> **Exercise details**: Where a line below includes the word "target", copy that line.

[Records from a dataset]
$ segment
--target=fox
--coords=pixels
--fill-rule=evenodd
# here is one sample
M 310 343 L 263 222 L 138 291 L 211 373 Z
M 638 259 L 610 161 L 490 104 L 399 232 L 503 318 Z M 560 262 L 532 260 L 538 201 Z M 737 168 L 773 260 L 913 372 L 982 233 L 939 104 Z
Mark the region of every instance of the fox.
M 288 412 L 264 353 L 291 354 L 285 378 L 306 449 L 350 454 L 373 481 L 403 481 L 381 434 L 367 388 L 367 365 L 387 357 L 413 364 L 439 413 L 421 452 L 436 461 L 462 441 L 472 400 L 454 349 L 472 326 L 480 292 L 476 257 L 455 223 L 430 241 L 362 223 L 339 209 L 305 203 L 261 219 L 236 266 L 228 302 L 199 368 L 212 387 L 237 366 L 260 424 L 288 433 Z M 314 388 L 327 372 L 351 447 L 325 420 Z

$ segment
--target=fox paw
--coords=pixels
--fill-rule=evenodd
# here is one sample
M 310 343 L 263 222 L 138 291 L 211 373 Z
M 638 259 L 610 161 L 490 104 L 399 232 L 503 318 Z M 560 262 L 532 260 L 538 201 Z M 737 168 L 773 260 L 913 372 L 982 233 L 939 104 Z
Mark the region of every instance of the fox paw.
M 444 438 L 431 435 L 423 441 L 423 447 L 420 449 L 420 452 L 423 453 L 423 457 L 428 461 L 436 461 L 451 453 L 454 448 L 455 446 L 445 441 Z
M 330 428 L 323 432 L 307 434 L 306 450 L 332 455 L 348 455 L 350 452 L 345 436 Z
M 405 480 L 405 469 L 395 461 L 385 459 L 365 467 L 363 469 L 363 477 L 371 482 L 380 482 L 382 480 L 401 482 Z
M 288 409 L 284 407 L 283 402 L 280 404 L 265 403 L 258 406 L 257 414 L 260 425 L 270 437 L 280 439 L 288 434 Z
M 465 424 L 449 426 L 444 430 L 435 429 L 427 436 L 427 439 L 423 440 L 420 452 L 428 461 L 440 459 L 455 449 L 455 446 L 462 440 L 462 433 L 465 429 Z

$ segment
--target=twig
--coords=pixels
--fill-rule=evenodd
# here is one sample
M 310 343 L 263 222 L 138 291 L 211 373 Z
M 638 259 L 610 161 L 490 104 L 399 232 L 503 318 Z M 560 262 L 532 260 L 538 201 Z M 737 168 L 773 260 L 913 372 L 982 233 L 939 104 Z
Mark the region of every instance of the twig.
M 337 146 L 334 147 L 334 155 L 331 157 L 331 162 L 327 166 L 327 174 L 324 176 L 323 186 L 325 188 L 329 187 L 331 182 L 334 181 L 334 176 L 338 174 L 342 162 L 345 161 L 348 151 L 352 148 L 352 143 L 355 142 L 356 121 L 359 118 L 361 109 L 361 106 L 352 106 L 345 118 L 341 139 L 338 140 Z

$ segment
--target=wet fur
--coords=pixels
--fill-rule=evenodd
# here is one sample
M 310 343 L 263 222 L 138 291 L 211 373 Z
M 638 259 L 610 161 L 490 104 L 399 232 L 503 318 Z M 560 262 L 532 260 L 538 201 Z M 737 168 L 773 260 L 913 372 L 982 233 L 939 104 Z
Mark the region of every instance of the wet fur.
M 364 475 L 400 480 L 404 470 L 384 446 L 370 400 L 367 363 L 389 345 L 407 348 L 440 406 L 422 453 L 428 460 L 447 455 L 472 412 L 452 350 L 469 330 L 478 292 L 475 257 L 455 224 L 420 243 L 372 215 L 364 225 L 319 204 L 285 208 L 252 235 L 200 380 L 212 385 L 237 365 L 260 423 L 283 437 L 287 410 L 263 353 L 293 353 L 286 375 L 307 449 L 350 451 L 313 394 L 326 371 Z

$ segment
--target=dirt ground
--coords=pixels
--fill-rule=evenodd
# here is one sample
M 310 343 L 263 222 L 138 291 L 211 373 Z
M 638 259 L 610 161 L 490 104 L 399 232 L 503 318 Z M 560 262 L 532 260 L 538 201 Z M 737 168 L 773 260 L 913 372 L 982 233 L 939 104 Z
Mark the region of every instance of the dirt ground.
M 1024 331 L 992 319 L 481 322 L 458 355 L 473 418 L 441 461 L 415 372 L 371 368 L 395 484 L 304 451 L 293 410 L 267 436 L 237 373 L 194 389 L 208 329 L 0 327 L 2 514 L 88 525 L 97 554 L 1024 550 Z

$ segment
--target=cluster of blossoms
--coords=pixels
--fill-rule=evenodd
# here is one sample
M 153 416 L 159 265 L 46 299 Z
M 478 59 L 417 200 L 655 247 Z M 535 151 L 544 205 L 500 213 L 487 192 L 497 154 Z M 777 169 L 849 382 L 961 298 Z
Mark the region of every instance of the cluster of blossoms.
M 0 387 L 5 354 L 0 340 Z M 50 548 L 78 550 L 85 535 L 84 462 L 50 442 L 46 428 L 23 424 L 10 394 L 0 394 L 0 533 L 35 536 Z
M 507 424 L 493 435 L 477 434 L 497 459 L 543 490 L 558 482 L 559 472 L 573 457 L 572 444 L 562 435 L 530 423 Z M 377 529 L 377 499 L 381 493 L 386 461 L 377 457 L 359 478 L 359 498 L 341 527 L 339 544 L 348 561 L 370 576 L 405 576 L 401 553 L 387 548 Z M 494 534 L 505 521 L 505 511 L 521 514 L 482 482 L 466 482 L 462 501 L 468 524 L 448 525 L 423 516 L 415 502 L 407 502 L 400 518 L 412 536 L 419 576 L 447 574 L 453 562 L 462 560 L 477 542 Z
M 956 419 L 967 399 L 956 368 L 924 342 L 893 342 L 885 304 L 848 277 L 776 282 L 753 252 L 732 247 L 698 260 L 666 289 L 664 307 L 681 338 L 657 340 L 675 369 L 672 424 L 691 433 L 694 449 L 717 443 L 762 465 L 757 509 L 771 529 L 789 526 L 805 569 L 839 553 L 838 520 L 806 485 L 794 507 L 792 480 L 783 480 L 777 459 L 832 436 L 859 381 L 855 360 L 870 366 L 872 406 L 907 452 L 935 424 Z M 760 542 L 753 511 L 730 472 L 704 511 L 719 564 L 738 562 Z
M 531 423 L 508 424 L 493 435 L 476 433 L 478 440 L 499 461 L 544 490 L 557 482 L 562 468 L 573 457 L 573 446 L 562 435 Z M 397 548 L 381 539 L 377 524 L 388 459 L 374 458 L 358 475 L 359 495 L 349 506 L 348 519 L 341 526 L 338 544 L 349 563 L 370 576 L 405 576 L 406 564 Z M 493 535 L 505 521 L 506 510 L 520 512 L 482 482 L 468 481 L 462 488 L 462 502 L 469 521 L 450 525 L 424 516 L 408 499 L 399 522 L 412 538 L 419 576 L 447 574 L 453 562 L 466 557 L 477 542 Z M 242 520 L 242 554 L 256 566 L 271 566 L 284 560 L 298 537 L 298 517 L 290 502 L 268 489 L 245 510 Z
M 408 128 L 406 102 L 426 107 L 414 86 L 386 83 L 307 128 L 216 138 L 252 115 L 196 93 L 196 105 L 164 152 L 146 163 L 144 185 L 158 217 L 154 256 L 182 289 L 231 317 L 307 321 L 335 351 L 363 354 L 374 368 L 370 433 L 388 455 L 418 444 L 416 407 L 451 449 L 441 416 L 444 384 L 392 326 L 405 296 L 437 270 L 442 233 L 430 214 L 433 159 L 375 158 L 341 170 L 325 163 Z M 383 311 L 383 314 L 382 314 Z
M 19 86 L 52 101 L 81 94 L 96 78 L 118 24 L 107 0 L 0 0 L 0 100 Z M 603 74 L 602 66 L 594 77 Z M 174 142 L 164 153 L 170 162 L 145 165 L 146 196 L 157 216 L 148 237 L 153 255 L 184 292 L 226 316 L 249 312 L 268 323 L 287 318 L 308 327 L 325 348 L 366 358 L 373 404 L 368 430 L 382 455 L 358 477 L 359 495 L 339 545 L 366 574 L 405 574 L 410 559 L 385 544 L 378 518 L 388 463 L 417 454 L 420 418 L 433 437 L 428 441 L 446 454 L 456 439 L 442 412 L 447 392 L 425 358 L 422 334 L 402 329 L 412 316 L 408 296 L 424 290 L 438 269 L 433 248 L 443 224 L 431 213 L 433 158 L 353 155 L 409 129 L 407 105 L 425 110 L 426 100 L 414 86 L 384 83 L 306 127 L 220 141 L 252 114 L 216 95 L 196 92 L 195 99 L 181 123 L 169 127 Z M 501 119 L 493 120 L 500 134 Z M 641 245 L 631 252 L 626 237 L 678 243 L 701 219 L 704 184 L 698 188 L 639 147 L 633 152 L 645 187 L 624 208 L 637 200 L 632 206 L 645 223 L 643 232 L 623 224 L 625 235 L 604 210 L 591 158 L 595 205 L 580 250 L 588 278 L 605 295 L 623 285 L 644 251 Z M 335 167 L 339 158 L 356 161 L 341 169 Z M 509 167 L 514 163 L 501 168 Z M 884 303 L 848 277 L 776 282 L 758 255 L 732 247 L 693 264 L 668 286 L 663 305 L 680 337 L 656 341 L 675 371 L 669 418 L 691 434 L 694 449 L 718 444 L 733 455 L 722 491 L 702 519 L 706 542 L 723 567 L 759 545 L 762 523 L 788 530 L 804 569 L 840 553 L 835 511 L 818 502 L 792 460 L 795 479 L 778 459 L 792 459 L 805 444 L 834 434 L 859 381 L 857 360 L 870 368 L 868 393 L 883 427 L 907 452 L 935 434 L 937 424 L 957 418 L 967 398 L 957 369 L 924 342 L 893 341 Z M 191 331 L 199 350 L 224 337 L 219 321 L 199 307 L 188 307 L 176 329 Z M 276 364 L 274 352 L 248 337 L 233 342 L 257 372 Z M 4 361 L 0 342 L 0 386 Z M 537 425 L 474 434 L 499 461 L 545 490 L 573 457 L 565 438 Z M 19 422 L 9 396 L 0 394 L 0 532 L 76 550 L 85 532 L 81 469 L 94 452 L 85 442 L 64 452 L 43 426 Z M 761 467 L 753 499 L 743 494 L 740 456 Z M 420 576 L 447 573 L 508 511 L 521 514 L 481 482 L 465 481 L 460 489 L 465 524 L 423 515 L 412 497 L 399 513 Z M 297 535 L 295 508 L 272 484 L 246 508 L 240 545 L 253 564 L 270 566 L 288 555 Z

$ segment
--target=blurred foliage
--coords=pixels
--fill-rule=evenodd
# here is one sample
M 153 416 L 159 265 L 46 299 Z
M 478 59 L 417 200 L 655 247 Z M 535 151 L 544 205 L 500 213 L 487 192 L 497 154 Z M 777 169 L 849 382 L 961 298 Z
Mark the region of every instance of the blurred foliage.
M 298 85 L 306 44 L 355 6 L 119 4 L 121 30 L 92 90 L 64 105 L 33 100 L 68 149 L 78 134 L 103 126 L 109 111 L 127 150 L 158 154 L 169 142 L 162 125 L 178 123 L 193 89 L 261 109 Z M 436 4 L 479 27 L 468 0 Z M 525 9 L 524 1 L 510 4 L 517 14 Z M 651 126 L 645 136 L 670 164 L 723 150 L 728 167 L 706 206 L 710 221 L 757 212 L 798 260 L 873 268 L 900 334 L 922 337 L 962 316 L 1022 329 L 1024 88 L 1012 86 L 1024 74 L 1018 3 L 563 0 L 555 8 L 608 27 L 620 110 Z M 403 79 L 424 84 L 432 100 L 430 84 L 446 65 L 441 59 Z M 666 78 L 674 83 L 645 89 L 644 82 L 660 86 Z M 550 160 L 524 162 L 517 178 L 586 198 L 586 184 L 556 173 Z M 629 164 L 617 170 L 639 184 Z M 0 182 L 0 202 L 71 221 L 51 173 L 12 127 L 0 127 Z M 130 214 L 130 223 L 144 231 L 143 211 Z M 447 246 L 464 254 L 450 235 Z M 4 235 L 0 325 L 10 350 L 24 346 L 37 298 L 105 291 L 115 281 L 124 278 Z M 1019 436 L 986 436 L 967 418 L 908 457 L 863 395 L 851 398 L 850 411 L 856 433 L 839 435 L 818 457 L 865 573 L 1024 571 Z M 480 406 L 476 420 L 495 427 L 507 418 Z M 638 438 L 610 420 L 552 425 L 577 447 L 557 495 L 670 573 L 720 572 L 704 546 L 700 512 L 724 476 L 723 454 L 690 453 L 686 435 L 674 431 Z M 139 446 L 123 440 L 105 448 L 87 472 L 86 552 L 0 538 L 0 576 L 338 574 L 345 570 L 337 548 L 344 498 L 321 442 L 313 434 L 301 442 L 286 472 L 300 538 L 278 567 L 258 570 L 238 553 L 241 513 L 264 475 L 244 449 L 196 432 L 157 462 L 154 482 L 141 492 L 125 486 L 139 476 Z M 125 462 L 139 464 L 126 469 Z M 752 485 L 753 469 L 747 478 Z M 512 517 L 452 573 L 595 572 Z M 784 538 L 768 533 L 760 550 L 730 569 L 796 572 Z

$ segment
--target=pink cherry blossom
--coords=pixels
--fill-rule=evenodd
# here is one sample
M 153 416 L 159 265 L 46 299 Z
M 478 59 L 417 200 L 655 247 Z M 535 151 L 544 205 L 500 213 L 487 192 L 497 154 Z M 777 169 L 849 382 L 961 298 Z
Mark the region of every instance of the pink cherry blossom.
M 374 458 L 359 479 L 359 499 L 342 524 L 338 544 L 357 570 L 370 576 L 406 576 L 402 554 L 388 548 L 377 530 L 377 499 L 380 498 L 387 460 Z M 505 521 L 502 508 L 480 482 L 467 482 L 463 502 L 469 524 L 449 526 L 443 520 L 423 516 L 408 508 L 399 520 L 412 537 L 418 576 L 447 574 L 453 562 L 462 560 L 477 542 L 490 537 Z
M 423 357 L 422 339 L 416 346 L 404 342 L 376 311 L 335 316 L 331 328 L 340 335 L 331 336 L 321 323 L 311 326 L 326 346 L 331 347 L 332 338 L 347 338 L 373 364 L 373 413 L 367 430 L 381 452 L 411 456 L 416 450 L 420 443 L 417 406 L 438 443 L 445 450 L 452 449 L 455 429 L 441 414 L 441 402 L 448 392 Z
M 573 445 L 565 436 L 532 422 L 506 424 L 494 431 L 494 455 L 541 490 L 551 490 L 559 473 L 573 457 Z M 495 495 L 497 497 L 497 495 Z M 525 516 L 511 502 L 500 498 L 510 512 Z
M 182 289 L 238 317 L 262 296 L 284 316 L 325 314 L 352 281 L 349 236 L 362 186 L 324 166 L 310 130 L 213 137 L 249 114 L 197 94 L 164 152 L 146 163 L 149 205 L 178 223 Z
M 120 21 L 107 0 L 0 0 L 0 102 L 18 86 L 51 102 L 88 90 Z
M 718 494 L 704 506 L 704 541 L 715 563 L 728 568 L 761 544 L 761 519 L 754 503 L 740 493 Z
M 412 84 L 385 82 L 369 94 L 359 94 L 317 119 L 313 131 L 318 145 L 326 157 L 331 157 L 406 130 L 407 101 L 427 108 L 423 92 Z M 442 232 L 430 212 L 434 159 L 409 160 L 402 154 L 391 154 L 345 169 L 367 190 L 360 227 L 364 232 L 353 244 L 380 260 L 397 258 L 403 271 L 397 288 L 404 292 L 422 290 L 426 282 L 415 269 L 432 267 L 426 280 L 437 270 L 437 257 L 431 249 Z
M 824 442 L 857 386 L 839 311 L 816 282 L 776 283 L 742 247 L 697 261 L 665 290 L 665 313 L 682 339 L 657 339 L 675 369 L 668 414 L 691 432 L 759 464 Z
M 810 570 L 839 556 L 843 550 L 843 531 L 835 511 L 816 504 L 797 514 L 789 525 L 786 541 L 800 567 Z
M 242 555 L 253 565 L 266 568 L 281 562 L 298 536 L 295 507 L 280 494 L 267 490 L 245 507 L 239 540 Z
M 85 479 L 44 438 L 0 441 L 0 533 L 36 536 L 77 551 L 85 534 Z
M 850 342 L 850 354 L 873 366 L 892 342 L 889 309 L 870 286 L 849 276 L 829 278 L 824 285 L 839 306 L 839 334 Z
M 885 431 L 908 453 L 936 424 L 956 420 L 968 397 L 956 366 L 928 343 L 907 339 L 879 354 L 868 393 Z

> **Response area**:
--target=fox
--target=fox paw
--target=twig
--target=wet fur
--target=dirt ground
--target=cluster of blossoms
--target=blurred foliage
--target=pink cherry blossom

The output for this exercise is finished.